> Stated goal A: Reproduce verbatim the passage of the supply chain risk article starting with "Murphy’s Law tells" and going on through "works—the first time.".
> Stated goal B: Based on the supply chain risk article, mark each statement yes or no and quote the words of the article that decide it: (i) Murphy's Law holds that whatever can go wrong probably will, at the worst possible time. (ii) The article asserts that things go wrong all the time. (iii) Brokers are expected to help clients set up a risk management program to mitigate disruption.

> Document extract:
>>>

When a client’s supply chain breaks, there can be more to lose than meets the eye. Brokers must help clients put a sound risk management program in place to mitigate disruption if the chain snaps.

By  Coletta Kemper

Murphy’s Law tells us that if something can go wrong, then it probably will…at the worst possible time. Some think Murphy was an optimist.

We know that things don’t go wrong all the time. Sometimes things work just the way they are supposed to work. Of course, I’m always a little surprised when I hook up a new piece of technology and it actually works—the first time.

When it does work, it means that someone, somewhere, has spent the time to “think through” the process to make sure that the installation is as easy as steps one, two, three.

The same is true for businesses operating in today’s risky and unpredictable world. They have to think about what could go wrong and how they can protect themselves in case something does.

<<<

> Records shown:
>>>

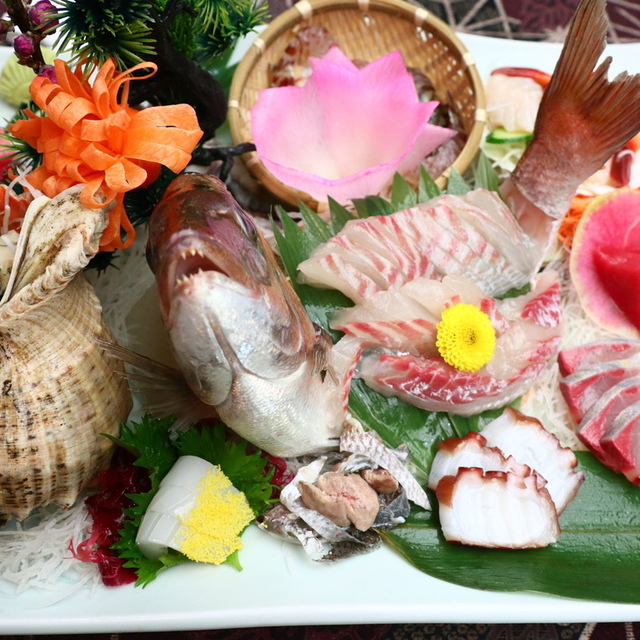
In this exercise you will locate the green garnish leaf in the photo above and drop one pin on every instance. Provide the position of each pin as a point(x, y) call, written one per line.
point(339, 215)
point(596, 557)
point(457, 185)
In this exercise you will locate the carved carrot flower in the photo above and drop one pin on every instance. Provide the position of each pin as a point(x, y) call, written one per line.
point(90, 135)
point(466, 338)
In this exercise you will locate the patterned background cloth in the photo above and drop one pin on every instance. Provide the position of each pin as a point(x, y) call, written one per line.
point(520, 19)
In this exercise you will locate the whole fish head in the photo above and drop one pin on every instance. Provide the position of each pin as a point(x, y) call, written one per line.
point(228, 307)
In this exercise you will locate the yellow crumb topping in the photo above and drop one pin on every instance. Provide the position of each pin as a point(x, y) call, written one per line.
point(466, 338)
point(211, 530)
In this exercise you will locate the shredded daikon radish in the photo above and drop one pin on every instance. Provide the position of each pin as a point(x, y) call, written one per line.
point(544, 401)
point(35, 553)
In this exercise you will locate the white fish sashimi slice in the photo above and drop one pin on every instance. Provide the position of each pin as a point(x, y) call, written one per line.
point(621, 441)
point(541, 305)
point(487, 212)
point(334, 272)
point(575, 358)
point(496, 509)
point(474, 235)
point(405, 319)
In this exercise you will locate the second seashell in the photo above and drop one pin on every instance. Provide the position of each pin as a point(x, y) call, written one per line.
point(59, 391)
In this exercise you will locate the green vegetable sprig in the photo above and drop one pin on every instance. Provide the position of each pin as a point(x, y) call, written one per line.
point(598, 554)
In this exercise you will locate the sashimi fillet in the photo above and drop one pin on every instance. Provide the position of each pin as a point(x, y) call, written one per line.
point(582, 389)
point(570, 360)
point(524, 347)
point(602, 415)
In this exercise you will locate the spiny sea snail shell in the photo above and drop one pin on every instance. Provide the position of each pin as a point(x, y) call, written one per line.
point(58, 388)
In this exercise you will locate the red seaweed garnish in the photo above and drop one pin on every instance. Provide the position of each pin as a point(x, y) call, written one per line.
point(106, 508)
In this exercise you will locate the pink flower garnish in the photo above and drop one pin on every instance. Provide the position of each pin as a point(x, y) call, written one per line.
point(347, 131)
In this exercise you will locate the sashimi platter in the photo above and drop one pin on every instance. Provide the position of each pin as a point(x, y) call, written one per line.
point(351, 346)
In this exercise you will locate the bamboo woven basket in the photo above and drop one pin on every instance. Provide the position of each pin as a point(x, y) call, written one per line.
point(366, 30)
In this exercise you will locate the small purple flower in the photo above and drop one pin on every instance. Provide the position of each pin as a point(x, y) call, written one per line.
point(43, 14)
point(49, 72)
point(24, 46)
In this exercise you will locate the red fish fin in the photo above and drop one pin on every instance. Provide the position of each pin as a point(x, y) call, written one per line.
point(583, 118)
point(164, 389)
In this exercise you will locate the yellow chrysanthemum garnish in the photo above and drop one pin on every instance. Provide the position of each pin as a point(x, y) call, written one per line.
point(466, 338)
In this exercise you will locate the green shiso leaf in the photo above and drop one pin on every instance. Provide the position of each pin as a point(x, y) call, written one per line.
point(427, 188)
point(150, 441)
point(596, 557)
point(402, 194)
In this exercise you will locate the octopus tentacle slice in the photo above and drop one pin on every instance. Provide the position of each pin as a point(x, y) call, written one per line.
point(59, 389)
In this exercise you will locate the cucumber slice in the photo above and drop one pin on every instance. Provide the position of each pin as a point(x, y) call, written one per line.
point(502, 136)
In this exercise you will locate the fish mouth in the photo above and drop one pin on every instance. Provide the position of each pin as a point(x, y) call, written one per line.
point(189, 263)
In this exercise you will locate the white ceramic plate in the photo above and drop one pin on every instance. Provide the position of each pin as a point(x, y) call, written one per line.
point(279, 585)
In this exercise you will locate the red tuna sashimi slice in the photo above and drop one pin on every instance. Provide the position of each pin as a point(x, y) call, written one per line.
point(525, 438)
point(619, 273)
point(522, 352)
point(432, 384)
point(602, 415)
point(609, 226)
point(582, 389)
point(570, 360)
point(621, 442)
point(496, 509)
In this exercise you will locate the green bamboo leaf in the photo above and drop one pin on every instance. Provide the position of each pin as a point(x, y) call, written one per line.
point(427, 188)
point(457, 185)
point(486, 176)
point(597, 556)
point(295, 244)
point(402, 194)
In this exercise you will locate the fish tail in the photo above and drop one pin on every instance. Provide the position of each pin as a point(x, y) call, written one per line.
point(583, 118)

<<<
>>>

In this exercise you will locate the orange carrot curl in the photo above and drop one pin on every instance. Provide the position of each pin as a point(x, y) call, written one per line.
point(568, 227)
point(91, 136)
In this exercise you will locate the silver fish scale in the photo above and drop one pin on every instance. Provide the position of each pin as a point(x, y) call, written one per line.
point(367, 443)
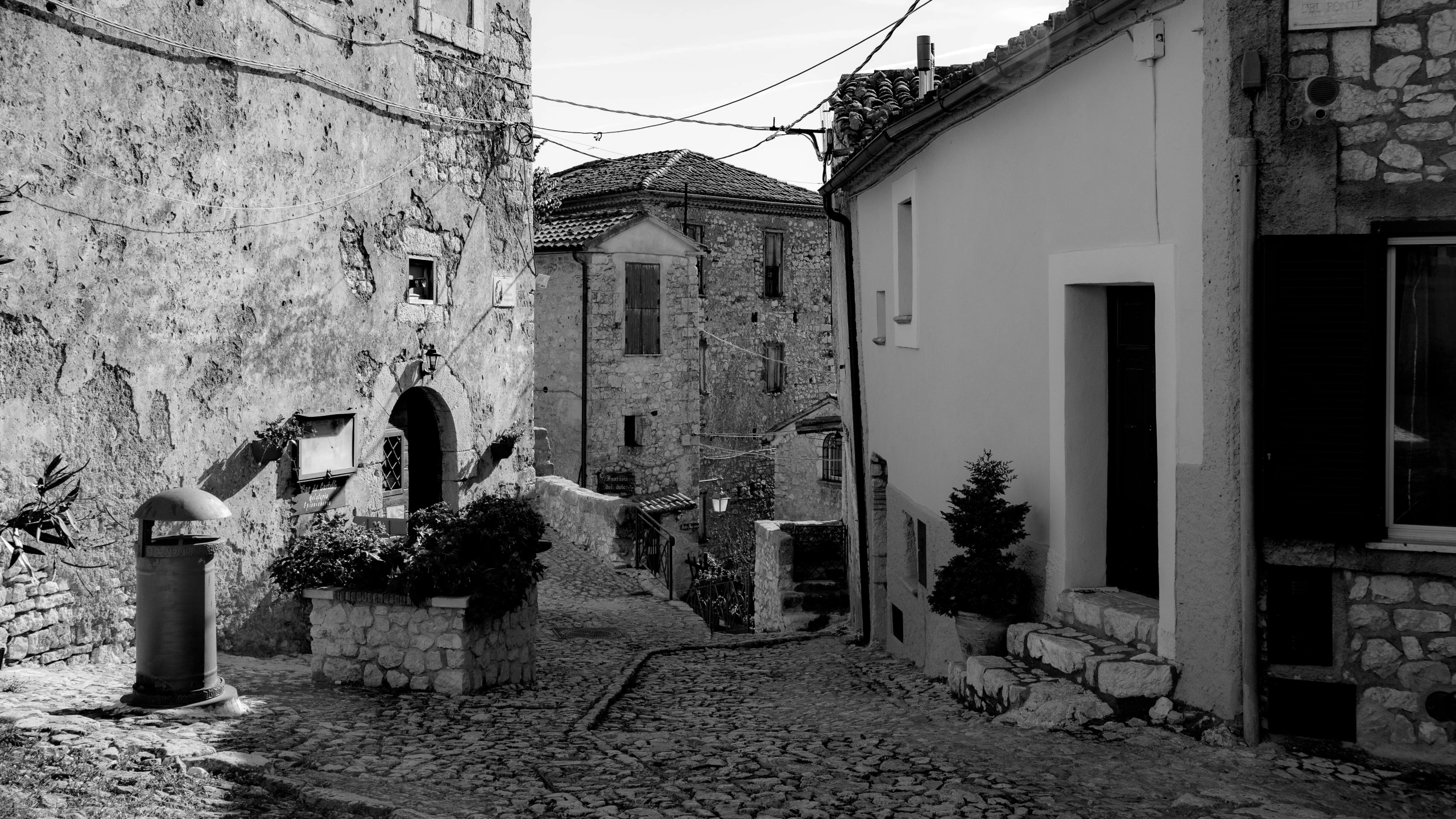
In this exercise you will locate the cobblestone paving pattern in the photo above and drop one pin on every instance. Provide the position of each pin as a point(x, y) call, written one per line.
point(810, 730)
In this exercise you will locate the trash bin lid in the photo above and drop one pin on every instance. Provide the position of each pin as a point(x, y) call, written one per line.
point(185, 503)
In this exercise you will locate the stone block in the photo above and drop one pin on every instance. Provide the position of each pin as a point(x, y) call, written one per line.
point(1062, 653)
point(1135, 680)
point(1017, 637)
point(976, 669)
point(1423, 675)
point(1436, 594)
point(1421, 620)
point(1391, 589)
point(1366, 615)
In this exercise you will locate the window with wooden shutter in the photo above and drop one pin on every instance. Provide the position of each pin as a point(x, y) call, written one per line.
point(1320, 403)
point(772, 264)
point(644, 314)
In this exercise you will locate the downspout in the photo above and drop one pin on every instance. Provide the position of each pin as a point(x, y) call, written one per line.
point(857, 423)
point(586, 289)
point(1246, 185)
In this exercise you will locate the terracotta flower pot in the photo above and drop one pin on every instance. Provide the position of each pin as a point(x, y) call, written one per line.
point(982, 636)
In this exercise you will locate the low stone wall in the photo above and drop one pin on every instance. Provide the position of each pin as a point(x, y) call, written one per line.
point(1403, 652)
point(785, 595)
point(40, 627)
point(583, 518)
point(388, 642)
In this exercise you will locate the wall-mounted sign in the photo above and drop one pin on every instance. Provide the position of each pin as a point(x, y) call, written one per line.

<<<
>>>

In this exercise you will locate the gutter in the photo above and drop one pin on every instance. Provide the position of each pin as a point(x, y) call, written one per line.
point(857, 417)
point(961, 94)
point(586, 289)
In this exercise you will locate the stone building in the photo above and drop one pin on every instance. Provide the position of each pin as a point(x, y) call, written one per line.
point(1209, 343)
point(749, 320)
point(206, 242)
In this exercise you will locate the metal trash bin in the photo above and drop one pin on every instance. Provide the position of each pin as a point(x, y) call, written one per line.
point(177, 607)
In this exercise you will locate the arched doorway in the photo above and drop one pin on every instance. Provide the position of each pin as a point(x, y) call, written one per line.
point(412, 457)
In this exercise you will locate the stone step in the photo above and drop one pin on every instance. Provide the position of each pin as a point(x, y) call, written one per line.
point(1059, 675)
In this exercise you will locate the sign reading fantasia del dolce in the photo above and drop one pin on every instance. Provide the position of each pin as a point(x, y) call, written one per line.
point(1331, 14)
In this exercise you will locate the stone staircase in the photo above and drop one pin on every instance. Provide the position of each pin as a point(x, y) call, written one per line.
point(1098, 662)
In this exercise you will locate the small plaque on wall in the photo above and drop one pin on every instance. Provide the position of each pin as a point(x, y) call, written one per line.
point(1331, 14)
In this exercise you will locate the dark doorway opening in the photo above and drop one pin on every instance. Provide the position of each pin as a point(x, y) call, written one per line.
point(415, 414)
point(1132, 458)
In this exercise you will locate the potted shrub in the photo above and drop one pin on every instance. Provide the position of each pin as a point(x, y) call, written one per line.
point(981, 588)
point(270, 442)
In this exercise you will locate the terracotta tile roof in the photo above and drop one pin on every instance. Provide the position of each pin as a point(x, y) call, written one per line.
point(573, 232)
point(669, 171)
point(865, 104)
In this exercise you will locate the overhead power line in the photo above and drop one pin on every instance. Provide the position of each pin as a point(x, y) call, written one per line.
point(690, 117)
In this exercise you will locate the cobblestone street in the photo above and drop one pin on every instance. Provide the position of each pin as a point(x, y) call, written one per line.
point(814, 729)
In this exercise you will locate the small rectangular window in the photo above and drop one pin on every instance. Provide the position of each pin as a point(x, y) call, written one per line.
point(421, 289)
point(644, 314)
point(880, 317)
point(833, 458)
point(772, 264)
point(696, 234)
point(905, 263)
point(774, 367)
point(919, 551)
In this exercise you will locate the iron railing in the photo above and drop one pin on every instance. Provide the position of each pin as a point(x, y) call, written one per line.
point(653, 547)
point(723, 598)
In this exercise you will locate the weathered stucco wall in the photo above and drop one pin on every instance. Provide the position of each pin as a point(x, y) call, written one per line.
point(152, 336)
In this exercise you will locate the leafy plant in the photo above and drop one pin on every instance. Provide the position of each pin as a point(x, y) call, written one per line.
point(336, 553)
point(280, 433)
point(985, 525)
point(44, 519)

<<<

> Exercise answer A:
Murphy’s Law tells us that if something can go wrong, then it probably will…at the worst possible time. Some think Murphy was an optimist.

We know that things don’t go wrong all the time. Sometimes things work just the way they are supposed to work. Of course, I’m always a little surprised when I hook up a new piece of technology and it actually works—the first time.

> Exercise answer B:
(i) Yes: "Murphy’s Law tells us that if something can go wrong, then it probably will…at the worst possible time."
(ii) No: "We know that things don’t go wrong all the time."
(iii) Yes: "Brokers must help clients put a sound risk management program in place to mitigate disruption if the chain snaps."